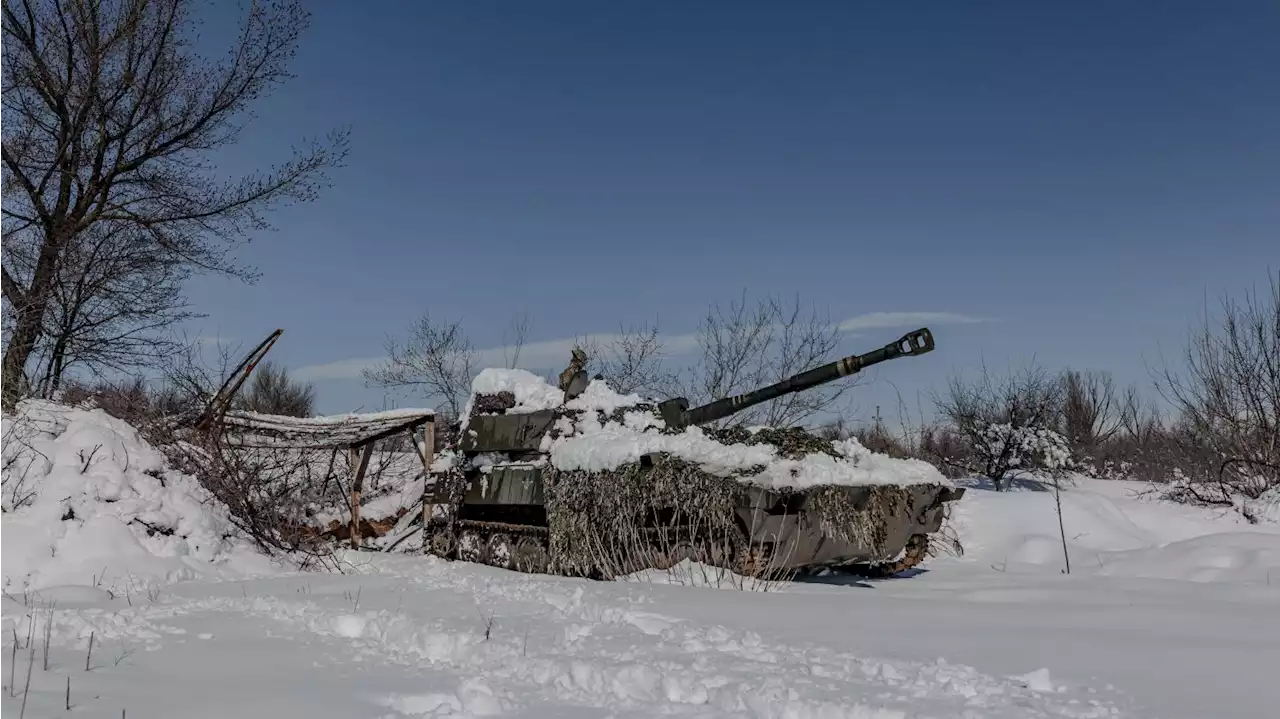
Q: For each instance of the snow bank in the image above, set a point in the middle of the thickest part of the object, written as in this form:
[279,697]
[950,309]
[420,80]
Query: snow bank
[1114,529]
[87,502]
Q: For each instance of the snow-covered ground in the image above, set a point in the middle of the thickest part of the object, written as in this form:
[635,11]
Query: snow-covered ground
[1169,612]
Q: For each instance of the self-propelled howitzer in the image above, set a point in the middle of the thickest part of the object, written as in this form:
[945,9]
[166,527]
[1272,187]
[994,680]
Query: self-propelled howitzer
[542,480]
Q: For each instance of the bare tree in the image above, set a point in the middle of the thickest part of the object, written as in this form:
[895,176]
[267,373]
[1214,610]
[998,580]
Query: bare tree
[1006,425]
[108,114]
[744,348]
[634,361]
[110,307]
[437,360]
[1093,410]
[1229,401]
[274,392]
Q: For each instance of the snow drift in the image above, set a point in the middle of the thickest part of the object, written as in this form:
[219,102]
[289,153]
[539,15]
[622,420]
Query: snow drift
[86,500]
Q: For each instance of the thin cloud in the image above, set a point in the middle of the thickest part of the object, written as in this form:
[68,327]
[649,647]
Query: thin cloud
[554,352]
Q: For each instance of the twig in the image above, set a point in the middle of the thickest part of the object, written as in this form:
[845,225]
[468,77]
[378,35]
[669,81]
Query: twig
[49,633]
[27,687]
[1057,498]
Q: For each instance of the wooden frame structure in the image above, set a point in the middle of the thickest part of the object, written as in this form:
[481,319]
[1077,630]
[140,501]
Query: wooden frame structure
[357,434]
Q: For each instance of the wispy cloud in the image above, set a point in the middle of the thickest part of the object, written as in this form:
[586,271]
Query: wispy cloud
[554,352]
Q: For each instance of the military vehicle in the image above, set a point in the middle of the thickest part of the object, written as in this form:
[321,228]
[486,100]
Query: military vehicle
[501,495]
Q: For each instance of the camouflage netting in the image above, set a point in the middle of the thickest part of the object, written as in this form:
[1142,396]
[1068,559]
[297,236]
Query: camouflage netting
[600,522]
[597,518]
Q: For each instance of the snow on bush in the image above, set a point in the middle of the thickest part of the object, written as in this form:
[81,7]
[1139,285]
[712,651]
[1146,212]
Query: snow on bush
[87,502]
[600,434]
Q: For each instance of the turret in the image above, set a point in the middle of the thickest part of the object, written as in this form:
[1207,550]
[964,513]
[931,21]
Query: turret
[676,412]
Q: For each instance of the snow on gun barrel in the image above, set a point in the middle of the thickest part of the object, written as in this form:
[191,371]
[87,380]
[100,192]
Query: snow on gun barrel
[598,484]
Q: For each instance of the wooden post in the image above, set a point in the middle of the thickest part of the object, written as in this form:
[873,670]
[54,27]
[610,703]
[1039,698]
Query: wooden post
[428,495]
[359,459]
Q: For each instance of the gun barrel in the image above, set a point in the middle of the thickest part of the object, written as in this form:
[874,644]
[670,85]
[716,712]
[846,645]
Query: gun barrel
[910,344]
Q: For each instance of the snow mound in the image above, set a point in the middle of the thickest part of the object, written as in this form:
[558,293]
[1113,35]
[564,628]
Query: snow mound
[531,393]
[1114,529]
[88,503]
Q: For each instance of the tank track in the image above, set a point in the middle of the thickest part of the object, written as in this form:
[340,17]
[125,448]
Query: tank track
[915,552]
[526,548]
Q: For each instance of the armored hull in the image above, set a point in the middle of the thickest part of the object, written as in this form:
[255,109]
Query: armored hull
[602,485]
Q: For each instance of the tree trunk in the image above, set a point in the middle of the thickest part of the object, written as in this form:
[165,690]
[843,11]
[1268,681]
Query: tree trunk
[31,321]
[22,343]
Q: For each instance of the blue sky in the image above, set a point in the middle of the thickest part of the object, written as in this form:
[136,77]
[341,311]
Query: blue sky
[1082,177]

——————————

- _REQUIRED ACTION_: Before printing anything, remove the pictures; then print all the records exactly.

- _RESPONSE_:
Q: For each instance of the snow bank in the image above, set a point in the middle of the thickest part of the object, written as in this form:
[279,697]
[950,309]
[420,80]
Query: snow bank
[1114,529]
[87,502]
Q: For each instance of the snow-covered ground in the image above, set a point in the middle of the thickest part of the object, written as in this form:
[635,11]
Query: snow-covered ground
[1169,612]
Q: For each instance of the self-propelled howitzer in the image above, set a point in the middle of the thickest part of the object, written as in this form:
[945,9]
[166,527]
[1272,187]
[994,680]
Query: self-propelled howitzer
[542,480]
Q: For each instance of the bare tree in the image above, set a point in the middle of the thickest part of the object, written as in this form:
[895,176]
[267,373]
[1214,610]
[998,580]
Query: bare tree
[1006,425]
[108,114]
[744,348]
[634,361]
[110,307]
[437,360]
[1093,410]
[1229,401]
[274,392]
Q: For each instance of the snow drift in the image above, set a point in the middle of the thickest part of the object, written as in this form:
[219,102]
[289,153]
[539,15]
[622,420]
Query: snow drift
[86,500]
Q: For each instance of the thin cloud in the image above, set a point in the middle of the thickest part of the object, written as in this form:
[68,327]
[649,647]
Query: thin cloud
[554,352]
Q: For each instance of the twig in the image above, set a point in the middle of the thickest part of the object, written as in this form:
[845,225]
[468,77]
[378,35]
[669,81]
Query: twig
[49,633]
[27,687]
[1057,498]
Q: For each instance of the wooden frame structure in the image above, set a point in the middle of the thickest part of the object, written as in this form:
[481,319]
[1077,630]
[140,501]
Query: wooden frame structure
[357,434]
Q: For each instance of the wispy cloud in the image above, set a point in the middle of the thickest part of the object, written as in this form:
[586,271]
Query: wispy cloud
[554,352]
Q: For each instance of the military vehicle in the image above, set a point in the middle of the thickest part of the object, written as in this form:
[321,228]
[486,100]
Query: military vehicle
[501,495]
Q: For each instance of the camouflage netting in the image above, set a point in the middle of the thickest part of the object, written as in this form:
[1142,396]
[1068,559]
[297,236]
Query: camouflage netting
[600,522]
[597,518]
Q: For each instance of the snow on bush in the image above, set a point in the middle of the thickest part of the object, written as in this form:
[81,7]
[1139,285]
[712,651]
[1146,212]
Query: snow on bush
[87,502]
[600,434]
Q: For each instance of the turret in the image above, set a point in the middle of the thickest part of the object, written as in this form:
[1207,550]
[964,513]
[931,21]
Query: turret
[676,412]
Q: For each instance of the snow on gun barrel in the image above, set a point in the middle of the thickest part of the object, written as in this form:
[191,371]
[87,380]
[100,192]
Query: snow on gun barrel
[598,484]
Q: For each instance of the wooden post in the image above, set a point in the middle of the thickest part of the object, written as in this form:
[873,670]
[54,27]
[610,703]
[1039,698]
Query: wooden post
[428,495]
[359,459]
Q: For each instance of the gun barrel in the image above, set a point in the middle of the thickest part of the object, written as in this form:
[874,644]
[670,85]
[716,712]
[846,645]
Query: gun barrel
[910,344]
Q: For each instance of the snow mound in the image above, set a point in the middle of the thickest part of the object, written as in this form:
[558,293]
[1113,35]
[564,628]
Query: snow mound
[531,393]
[1114,529]
[88,503]
Q: For each instance of the tank track in the image above, set a point in the middle of the thickest part of the object, written as in this form:
[340,17]
[125,448]
Query: tank track
[915,552]
[526,548]
Q: For each instance of the armored hull in the image above, set a point in the middle of the thickest part of the object, written as in this form:
[255,109]
Query: armored hull
[602,485]
Q: For each instance of the tree trunk in the image above, set a point in the middle of the thickest part of the object, written as in this form:
[165,690]
[843,11]
[1268,681]
Query: tree trunk
[31,321]
[22,343]
Q: For each instance of the blue sky in the image above, set a point in the middle of the thickest part of the object, written as in this form:
[136,77]
[341,311]
Query: blue sky
[1082,177]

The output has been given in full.